任务说明 | 能否接着这篇讲KWIC（上下文关键字）Python小项目的教程，从它停下的地方往下续写？

原文 |
━━━━━━━━━━━━━━━━━━━━
阅读量

原创教程,严禁转载。引用本文,请署名 Python中文网, http://www.zglg.work


第一个Python小项目

上下文关键字(KWIC, Key Word In Context)是最常见的多行协调显示格式。

此小项目描述:输入一系列句子,给定一个给定单词,每个句子中至少会出现一次给定单词 。目标输出,给定单词按照KWIC显示,KWIC显示的基本要求:待查询单词居中,前面pre序列右对齐,后面post序列左对齐,待查询单词前和后长度相等,若输入句子无法满足要 求,用空格填充。

输入参数:输入句子sentences, 待查询单词selword, 滑动窗口长度window_len

举例,输入如下六个句子,给定单词secure,输出如下字符串:

               pre keyword    post

     welfare , and secure  the blessings of
     nations , and secured immortal glory with
       , and shall secure  to you the
    cherished . To secure  us against these
     defense as to secure  our cities and
          I can to secure  economy and fidelity

请补充实现下面函数:

def kwic(sentences: List[str], selword: str, window_len: int) -> str:
    """
━━━━━━━━━━━━━━━━━━━━
所给数据 |
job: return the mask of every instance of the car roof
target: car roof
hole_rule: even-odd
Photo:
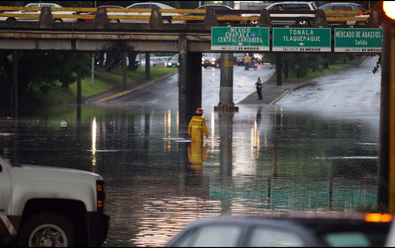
━━━━━━━━━━━━━━━━━━━━
最终结果 |
    :type: sentences: input sentences
    :type: selword: selected word
    :type: window_len: window length
    """

更多KWIC显示参考如下:

http://dep.chs.nihon-u.ac.jp/english_lang/tukamoto/kwic_e.html

此项目的完整代码和分析已发布在 Python中文网

以下代码都经过测试,完整可运行,当然错误可能还是再所难免,欢迎指正,提交链接:https://github.com/jackzhenguo/python-small-examples/issues

# encoding: utf-8
"""
@file: kwic_service.py
@desc: providing functions about KWIC presentation
@author: group3
@time: 5/9/2021
"""

import re
from typing import List

获取关键词sel_word的窗口,默认窗口长度为5

def get_keyword_window(sel_word: str, words_of_sentence: List, length=5) -> List[str]:
    """
    find the index of sel_word at sentence, then decide words of @length size
    by backward and forward of it.
    For example: I am very happy to this course of psd if sel_word is happy, then
    returning: [am, very, happy, to, this]

    if length is even, then returning [very, happy, to, this]

    remember: sel_word being word root
    """
    if length <= 0 or len(words_of_sentence) <= length:
        return words_of_sentence
    index = -1
    for iw, word in enumerate(words_of_sentence):
        word = word.lower()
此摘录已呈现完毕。